### GIVEN REQUEST:
Format every line of the rows below as a Markdown table with two columns, "No." and "Line", skipping blank lines. Leave the pictures out of the table.
===== INFORMATION SHOWN
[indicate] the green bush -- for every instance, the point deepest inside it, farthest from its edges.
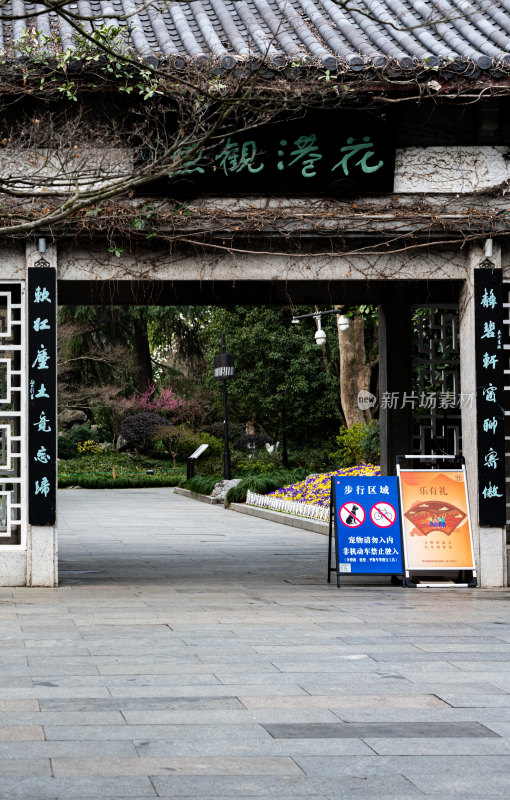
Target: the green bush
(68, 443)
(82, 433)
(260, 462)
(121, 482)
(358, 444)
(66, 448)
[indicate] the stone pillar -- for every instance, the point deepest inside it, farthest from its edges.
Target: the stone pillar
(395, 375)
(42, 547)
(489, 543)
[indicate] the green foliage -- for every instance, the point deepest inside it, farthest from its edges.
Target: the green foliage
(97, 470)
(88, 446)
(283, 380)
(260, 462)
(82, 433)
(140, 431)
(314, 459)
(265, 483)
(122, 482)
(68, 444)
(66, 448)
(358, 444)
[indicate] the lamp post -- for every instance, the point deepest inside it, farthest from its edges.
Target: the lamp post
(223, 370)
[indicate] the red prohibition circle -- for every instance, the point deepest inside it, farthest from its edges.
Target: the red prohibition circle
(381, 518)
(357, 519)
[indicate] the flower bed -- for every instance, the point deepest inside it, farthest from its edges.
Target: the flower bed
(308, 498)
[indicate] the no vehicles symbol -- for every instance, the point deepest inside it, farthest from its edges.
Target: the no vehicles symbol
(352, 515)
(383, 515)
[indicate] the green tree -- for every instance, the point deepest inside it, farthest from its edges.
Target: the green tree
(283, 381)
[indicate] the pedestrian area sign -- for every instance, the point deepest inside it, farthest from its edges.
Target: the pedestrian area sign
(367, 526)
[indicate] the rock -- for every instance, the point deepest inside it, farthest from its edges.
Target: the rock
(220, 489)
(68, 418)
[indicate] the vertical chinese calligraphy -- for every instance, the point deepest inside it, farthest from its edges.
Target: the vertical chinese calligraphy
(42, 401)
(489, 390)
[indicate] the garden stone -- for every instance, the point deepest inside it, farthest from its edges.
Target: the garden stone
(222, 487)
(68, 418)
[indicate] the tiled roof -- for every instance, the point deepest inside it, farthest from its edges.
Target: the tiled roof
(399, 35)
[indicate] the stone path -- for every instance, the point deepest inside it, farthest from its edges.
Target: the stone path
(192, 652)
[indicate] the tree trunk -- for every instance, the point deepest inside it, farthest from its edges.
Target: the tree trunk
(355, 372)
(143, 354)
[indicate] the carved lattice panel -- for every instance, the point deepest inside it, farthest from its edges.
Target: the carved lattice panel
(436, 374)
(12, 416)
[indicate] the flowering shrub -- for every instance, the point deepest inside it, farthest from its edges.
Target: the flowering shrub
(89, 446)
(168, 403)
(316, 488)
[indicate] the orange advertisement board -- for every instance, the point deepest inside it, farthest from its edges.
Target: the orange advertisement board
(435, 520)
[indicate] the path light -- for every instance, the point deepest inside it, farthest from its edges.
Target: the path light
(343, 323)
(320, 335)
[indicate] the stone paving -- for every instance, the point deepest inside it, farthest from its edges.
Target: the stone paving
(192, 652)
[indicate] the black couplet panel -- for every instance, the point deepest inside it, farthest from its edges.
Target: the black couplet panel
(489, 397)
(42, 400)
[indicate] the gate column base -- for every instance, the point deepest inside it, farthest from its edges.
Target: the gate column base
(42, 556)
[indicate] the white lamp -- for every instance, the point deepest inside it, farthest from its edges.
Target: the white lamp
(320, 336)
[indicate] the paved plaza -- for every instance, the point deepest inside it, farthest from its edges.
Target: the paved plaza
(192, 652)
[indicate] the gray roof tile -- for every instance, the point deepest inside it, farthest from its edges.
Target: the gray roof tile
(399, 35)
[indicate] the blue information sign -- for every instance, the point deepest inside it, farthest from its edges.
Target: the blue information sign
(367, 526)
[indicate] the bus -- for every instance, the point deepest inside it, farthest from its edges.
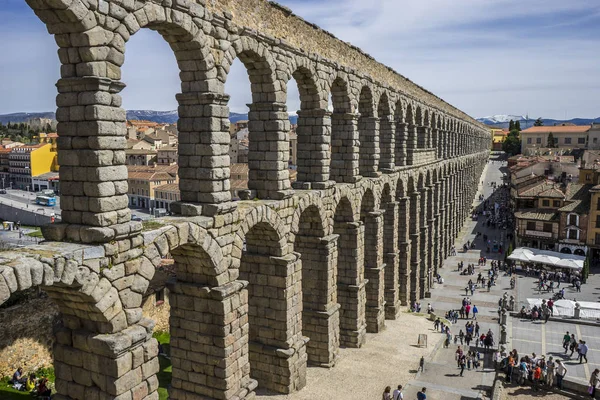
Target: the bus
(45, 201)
==========
### RESPONSE:
| No. | Line |
|---|---|
| 1 | [indicate] the green bush -- for every instance, the point deepest inside it, farthest from its edges. |
| 2 | Target: the green bush |
| 3 | (68, 443) |
| 4 | (82, 433) |
| 5 | (260, 462) |
| 6 | (121, 482) |
| 7 | (358, 444) |
| 8 | (66, 448) |
| 9 | [indicate] the stone pillar -- for every instance, the point deepest inside it, farthest from its edges. |
| 10 | Target: the stone pillar |
| 11 | (395, 375) |
| 12 | (42, 547) |
| 13 | (489, 543) |
| 14 | [indicate] the green foliage -- for every instance, the point deepest inside it, farthest from its edges. |
| 15 | Target: the green foliage |
| 16 | (97, 470) |
| 17 | (88, 446) |
| 18 | (283, 380) |
| 19 | (260, 462) |
| 20 | (82, 433) |
| 21 | (140, 431) |
| 22 | (314, 459) |
| 23 | (265, 483) |
| 24 | (122, 482) |
| 25 | (68, 444) |
| 26 | (66, 448) |
| 27 | (358, 444) |
| 28 | [indicate] the lamp post -- for every instance, the point deepest inside it, farthest from its edges. |
| 29 | Target: the lamp post |
| 30 | (223, 370) |
| 31 | [indicate] the red prohibition circle -- for every instance, the point deepest inside it, farthest from its edges. |
| 32 | Target: the red prohibition circle |
| 33 | (381, 518) |
| 34 | (357, 519) |
| 35 | [indicate] the flower bed -- for every instance, the point deepest inside it, farthest from its edges. |
| 36 | Target: the flower bed |
| 37 | (308, 498) |
| 38 | [indicate] the no vehicles symbol -- for every instance, the point deepest inside it, farthest from its edges. |
| 39 | Target: the no vehicles symbol |
| 40 | (352, 515) |
| 41 | (383, 515) |
| 42 | [indicate] the green tree -- for every instance, the point deepest inside it, farthest from its edges. |
| 43 | Target: the green tree |
| 44 | (283, 381) |
| 45 | [indicate] the pedestrian area sign -- for every instance, the point deepest inside it, farthest from its edges. |
| 46 | Target: the pedestrian area sign |
| 47 | (367, 526) |
| 48 | [indicate] the rock -- for every instance, the point deepest inside it, farthest from its edges. |
| 49 | Target: the rock |
| 50 | (220, 489) |
| 51 | (68, 418) |
| 52 | [indicate] the vertical chinese calligraphy -- for every instance, the point deepest inside it, farthest from its edges. |
| 53 | Target: the vertical chinese calligraphy |
| 54 | (42, 401) |
| 55 | (489, 390) |
| 56 | [indicate] the garden stone -- for every instance, the point deepest inside it, farthest from its edges. |
| 57 | Target: the garden stone |
| 58 | (222, 487) |
| 59 | (68, 418) |
| 60 | [indicate] the tiled roof -- for every instance, the point deepest inside it, farthest from its edges. |
| 61 | Target: the tiled roof |
| 62 | (399, 35) |
| 63 | [indicate] the stone path -- for every instance, the point deepest inside it, farthest from its edges. |
| 64 | Target: the stone path |
| 65 | (192, 652) |
| 66 | [indicate] the tree trunk -- for every instance, the point deepest inside it, farthest from its edges. |
| 67 | Target: the tree trunk |
| 68 | (355, 372) |
| 69 | (143, 354) |
| 70 | [indicate] the carved lattice panel -- for every instance, the point deepest inside it, farthest from its edges. |
| 71 | Target: the carved lattice panel |
| 72 | (436, 374) |
| 73 | (12, 416) |
| 74 | [indicate] the flowering shrub -- for every instance, the point deepest inside it, farthest from its edges. |
| 75 | Target: the flowering shrub |
| 76 | (89, 446) |
| 77 | (168, 403) |
| 78 | (316, 488) |
| 79 | [indicate] the orange advertisement board -- for every instance, the point deepest inside it, farthest from its edges. |
| 80 | Target: the orange advertisement board |
| 81 | (435, 520) |
| 82 | [indicate] the path light -- for every instance, the point deepest inside it, farthest from its edges. |
| 83 | Target: the path light |
| 84 | (343, 323) |
| 85 | (320, 335) |
| 86 | [indicate] the stone paving -- for every instance, the point deepest inside it, farthest from its edges. |
| 87 | Target: the stone paving |
| 88 | (192, 652) |
| 89 | [indicate] the black couplet panel -- for every instance, the point deepest inside it, farthest from its edges. |
| 90 | Target: the black couplet panel |
| 91 | (489, 397) |
| 92 | (42, 400) |
| 93 | [indicate] the gate column base -- for every instance, the point deepest inside it, farthest from its edges. |
| 94 | Target: the gate column base |
| 95 | (42, 556) |
| 96 | [indicate] the white lamp -- for every instance, the point deepest inside it, farthest from its edges. |
| 97 | Target: the white lamp |
| 98 | (320, 336) |
| 99 | [indicate] the paved plaza -- for every instance, the point deepest inside it, farthest from its edges. |
| 100 | Target: the paved plaza |
| 101 | (192, 652) |
| 102 | [indicate] the gray roof tile -- for every instance, the point deepest inside it, farthest from its edges. |
| 103 | Target: the gray roof tile |
| 104 | (399, 35) |
| 105 | [indicate] the blue information sign -- for every instance, the point deepest inside it, farthest from its edges. |
| 106 | Target: the blue information sign |
| 107 | (367, 526) |
| 108 | [indicate] the bus -- for every instance, the point deepest inside it, farthest from its edges. |
| 109 | Target: the bus |
| 110 | (45, 201) |